DO THIS = Quote the entire forum thread on fitting wheels at the rear cross member, word for word.

--- Start TEXT SHOWN ---

The cross member being behind the rear wheels and suitably strong


 ​
I attach photos and ask 
a) which ones would you recommend
b) what size
c) how to fix

Any ideas from such as Runnach (Terry), Trev(skoda)or and others with suitable experience knowledge

Thanks in advance
Phil


----------



## n brown (Nov 24, 2018)

i think wheels are unnecessary , i'd use metal skids made from flat bar


----------



## jagmanx (Nov 24, 2018)

*Thanks*



n brown said:


> i think wheels are unnecessary , i'd use metal skids made from flat bar


But I would rather use wheels if possible...
Ridiculous prices (low) here...in Thailand..available as well in local "B&Q".
Plan is to buy 2 here and bring to uk in April.


----------



## n brown (Nov 24, 2018)

just thinking of building the framework inc axles,most of which you'd want inside the bodywork  ,and any repairs that might become necessary. also whichever method hopefully wouldn't get much use.sort of problem i'd enjoy lying under a van thinking about !

--- End TEXT SHOWN ---
--- Start STORED RECORDS ---

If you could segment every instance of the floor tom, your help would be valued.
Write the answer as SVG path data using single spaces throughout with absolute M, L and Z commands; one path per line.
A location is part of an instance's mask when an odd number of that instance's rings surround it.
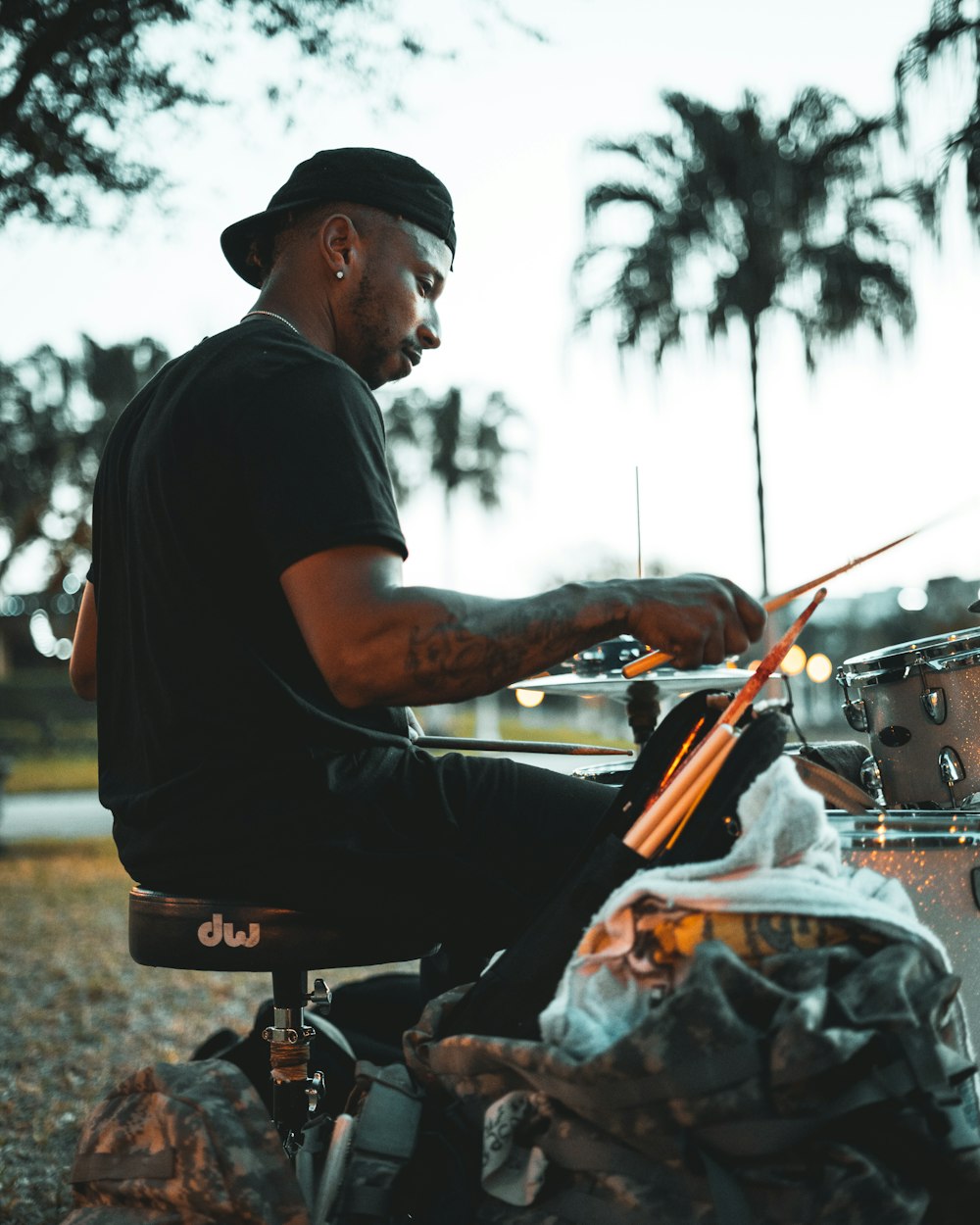
M 900 881 L 919 921 L 946 946 L 980 1041 L 980 816 L 895 810 L 887 822 L 829 813 L 845 864 Z
M 865 785 L 891 809 L 980 809 L 980 630 L 904 642 L 837 670 L 870 739 Z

--- End STORED RECORDS ---

CORRECT OUTPUT =
The cross member being behind the rear wheels and suitably strong


 ​
I attach photos and ask 
a) which ones would you recommend
b) what size
c) how to fix

Any ideas from such as Runnach (Terry), Trev(skoda)or and others with suitable experience knowledge

Thanks in advance
Phil


----------



## n brown (Nov 24, 2018)

i think wheels are unnecessary , i'd use metal skids made from flat bar


----------



## jagmanx (Nov 24, 2018)

*Thanks*



n brown said:


> i think wheels are unnecessary , i'd use metal skids made from flat bar


But I would rather use wheels if possible...
Ridiculous prices (low) here...in Thailand..available as well in local "B&Q".
Plan is to buy 2 here and bring to uk in April.


----------



## n brown (Nov 24, 2018)

just thinking of building the framework inc axles,most of which you'd want inside the bodywork  ,and any repairs that might become necessary. also whichever method hopefully wouldn't get much use.sort of problem i'd enjoy lying under a van thinking about !